Natural-language object grounding data:
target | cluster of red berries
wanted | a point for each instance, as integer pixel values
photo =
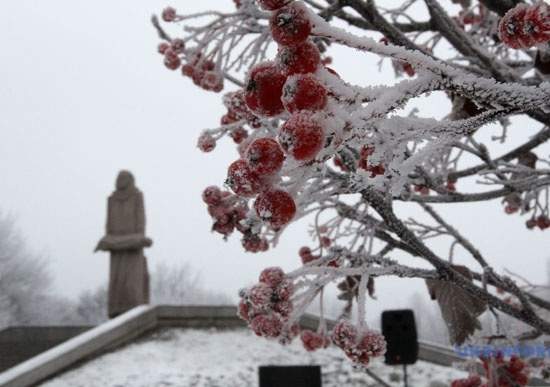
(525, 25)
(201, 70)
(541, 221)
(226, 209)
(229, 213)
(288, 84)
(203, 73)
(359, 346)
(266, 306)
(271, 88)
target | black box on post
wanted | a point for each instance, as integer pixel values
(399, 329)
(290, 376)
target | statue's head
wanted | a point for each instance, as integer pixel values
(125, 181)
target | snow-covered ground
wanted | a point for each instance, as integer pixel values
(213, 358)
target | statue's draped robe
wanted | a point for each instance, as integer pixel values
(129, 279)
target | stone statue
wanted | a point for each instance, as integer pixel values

- Instructions for the task: The expected answer is every line above in which the word "statue" appears.

- Task answer:
target | statue's head
target | statue's draped robe
target | stone statue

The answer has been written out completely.